— Start of SUPPLIED RECORDS —

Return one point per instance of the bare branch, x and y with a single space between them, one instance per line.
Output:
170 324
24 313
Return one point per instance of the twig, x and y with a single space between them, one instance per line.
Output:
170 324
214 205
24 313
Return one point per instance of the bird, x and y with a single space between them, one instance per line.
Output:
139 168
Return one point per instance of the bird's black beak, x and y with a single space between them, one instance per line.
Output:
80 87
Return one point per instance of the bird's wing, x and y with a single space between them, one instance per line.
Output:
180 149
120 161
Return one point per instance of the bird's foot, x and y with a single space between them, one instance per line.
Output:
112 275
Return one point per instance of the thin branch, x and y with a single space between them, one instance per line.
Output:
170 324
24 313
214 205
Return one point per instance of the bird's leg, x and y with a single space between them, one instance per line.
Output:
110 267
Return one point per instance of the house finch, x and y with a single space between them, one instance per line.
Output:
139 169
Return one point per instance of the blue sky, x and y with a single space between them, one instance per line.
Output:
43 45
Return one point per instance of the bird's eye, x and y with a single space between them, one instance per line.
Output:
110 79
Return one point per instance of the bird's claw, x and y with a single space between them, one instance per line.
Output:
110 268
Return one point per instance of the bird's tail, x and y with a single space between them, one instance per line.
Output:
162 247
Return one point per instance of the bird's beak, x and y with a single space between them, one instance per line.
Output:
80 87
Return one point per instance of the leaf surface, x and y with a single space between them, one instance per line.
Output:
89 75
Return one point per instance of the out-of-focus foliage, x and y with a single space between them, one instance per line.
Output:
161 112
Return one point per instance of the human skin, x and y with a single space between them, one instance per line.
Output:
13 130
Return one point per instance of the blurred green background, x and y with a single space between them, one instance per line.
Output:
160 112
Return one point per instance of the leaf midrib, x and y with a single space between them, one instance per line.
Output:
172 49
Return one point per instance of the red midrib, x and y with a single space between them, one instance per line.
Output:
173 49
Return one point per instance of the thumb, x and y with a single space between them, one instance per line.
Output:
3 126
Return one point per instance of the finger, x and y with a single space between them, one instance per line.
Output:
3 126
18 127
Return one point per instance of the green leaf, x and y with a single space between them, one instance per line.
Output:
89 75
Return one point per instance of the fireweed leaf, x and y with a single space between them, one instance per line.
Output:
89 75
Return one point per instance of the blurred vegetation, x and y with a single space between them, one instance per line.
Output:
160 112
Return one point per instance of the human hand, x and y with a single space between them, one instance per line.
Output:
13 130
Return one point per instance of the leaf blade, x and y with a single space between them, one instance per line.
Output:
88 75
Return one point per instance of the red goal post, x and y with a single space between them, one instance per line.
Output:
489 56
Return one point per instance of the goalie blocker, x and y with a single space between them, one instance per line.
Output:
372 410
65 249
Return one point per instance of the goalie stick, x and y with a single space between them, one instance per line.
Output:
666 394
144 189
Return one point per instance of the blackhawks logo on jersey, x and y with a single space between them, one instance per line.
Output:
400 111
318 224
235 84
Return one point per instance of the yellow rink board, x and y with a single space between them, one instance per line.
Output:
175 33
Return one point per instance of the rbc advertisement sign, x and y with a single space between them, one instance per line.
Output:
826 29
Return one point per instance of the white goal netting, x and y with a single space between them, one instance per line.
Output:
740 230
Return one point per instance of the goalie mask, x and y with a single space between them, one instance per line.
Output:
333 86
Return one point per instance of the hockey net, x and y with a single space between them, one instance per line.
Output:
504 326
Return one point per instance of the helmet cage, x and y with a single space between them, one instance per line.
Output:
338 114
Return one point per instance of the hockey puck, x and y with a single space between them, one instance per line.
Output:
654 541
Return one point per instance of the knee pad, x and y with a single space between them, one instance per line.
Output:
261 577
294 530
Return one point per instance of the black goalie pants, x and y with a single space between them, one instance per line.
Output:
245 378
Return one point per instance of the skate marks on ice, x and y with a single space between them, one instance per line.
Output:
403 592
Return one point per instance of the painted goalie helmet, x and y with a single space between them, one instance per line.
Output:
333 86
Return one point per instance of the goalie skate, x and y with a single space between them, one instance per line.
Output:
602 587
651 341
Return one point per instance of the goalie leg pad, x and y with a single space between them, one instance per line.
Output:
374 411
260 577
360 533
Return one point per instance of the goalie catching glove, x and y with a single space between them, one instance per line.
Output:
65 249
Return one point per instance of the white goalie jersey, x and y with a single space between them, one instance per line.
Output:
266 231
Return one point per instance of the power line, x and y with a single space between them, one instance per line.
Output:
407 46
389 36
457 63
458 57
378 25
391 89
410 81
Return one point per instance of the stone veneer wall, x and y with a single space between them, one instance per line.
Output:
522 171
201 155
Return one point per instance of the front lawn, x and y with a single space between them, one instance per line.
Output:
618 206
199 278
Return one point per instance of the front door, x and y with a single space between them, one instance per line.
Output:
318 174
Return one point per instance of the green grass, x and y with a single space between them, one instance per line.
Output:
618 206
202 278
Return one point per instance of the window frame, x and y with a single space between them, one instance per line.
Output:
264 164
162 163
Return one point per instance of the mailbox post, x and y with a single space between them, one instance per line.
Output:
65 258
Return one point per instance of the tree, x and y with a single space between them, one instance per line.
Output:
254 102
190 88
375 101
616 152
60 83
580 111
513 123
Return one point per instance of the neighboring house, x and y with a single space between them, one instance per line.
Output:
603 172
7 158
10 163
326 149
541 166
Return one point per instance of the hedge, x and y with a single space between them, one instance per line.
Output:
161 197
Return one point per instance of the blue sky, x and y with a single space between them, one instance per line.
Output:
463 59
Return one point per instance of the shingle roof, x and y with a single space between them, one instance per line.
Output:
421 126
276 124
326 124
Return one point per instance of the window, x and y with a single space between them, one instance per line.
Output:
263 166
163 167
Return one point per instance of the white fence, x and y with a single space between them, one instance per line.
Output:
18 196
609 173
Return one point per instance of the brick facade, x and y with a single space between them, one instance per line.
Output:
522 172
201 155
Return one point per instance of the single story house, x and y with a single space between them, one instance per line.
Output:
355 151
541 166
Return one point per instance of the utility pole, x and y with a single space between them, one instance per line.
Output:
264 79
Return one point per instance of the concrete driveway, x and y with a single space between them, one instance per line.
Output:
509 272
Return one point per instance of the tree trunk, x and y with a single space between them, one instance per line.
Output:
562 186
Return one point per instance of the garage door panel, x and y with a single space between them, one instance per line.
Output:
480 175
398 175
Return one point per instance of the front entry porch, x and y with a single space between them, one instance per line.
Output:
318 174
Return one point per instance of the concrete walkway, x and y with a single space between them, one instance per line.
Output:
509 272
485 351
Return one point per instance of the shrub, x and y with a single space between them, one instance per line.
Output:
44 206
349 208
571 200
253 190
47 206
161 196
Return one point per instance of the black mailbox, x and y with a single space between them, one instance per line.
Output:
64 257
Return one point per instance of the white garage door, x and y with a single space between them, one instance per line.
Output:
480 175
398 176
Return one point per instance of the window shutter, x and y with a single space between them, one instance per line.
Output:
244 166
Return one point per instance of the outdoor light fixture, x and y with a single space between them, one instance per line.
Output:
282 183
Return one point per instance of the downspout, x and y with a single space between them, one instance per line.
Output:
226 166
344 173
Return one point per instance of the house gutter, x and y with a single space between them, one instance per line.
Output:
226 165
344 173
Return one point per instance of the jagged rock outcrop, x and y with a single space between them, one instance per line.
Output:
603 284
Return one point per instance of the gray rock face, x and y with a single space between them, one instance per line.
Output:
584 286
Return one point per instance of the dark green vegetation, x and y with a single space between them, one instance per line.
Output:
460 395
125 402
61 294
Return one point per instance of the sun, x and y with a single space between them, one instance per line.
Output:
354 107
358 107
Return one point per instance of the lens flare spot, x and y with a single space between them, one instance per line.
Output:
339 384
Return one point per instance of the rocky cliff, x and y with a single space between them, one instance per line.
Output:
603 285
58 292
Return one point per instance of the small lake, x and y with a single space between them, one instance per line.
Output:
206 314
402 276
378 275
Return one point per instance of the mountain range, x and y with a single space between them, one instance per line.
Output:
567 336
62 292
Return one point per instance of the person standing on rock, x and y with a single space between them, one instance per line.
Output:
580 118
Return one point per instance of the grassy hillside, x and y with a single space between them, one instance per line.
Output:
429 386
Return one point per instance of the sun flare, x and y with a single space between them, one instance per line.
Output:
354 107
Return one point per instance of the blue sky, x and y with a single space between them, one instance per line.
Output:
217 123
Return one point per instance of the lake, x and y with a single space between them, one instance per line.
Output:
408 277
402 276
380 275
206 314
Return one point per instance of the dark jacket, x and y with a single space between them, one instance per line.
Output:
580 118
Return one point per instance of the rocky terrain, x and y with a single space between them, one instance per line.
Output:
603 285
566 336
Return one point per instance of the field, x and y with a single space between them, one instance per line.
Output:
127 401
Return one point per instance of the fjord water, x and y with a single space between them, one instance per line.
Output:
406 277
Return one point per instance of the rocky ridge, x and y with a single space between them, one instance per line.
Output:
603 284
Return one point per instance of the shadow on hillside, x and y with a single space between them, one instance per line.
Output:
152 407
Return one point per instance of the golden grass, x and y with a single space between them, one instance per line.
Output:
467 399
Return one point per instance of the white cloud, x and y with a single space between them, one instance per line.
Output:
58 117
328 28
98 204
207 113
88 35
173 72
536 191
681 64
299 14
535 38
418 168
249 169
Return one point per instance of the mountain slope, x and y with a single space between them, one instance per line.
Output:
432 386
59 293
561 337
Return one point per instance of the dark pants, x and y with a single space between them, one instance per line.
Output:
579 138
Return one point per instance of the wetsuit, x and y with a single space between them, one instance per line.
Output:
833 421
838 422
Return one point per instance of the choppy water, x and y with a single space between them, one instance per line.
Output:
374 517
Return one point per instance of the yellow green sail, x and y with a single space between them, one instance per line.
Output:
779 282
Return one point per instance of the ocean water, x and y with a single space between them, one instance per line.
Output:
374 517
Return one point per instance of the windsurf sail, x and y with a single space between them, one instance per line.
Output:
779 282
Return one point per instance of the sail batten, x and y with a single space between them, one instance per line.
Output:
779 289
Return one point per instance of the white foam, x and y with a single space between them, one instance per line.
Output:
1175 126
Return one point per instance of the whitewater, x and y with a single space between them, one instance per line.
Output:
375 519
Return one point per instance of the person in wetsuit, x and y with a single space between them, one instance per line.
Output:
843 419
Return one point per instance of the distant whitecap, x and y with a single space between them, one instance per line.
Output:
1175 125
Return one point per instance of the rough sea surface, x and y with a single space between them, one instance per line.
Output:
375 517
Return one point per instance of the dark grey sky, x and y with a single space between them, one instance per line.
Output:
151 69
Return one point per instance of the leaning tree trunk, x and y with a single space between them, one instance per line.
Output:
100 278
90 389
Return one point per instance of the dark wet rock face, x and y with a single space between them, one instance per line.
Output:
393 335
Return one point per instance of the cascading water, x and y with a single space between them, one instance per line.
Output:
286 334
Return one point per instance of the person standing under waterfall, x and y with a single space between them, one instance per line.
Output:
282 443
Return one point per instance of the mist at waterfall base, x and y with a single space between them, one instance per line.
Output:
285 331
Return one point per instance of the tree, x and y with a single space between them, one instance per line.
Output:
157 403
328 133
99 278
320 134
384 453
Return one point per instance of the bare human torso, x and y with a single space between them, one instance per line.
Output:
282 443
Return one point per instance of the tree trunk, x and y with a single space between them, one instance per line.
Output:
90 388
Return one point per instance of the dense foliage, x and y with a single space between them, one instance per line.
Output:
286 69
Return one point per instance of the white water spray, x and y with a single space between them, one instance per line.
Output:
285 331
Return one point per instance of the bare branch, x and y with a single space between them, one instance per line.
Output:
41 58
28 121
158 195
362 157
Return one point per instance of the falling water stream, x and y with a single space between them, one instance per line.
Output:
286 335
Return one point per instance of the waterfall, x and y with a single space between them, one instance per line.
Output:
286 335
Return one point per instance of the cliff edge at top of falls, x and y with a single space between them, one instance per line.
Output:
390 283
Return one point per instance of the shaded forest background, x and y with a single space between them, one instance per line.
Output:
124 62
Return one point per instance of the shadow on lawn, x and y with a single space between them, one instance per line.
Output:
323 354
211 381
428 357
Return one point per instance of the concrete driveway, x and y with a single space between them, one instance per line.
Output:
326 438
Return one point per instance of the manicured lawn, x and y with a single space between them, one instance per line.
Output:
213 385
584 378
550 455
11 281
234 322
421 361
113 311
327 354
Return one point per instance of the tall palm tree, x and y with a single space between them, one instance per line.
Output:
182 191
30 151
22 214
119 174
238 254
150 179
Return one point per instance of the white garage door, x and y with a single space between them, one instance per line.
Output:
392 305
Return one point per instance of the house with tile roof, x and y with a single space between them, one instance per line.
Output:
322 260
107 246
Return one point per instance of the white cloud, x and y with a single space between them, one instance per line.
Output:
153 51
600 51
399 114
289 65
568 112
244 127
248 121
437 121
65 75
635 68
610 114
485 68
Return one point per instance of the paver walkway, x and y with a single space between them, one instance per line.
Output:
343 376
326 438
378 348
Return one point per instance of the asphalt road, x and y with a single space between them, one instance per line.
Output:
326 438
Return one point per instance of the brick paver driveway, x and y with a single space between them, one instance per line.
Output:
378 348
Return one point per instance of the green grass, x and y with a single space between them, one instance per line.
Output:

— End of SUPPLIED RECORDS —

**GOAL OF THE EXERCISE**
Quote every line from the line containing "Return one point per instance of the shaded" through the closing line of the listing, including both.

**RESPONSE TO THIS TASK**
Return one point per instance of the shaded forest background, x and y with a single space between them, one instance per line.
Output:
124 62
Return one point per instance of the shadow on lawn, x and y with a single space between them, one instance per line.
Output:
323 354
211 381
428 357
Return one point per instance of the concrete driveway, x and y with a single space between them, one instance per line.
Output:
326 438
Return one point per instance of the manicured lawn, x and y with a single space between them, one instance per line.
Output:
213 385
584 378
550 455
11 281
234 322
421 361
113 311
327 354
Return one point per instance of the tall palm tree, x and y with a single space between them, one instance per line.
Output:
182 191
30 151
22 214
119 174
238 254
150 179
Return one point per instance of the white garage door, x and y with a single space between them, one instance per line.
Output:
392 305
Return one point per instance of the house with tile roof, x and y with a single space between them, one instance per line.
Output:
322 260
107 246
Return one point per instance of the white cloud, x and y with a single space between them, one instance per line.
Output:
153 51
600 51
399 114
289 65
568 112
244 127
248 121
437 121
65 75
635 68
610 114
485 68
Return one point per instance of the paver walkway, x and y with a single space between them, one instance per line.
Output:
343 376
326 438
378 348
Return one point per instance of the asphalt road, x and y with a single space between them, one instance per line.
Output:
326 438
Return one point per instance of the brick paver driveway, x and y with a single space between them, one instance per line.
Output:
378 348
Return one point per instance of the green grass, x and y with a single space between them, one instance per line.
Output:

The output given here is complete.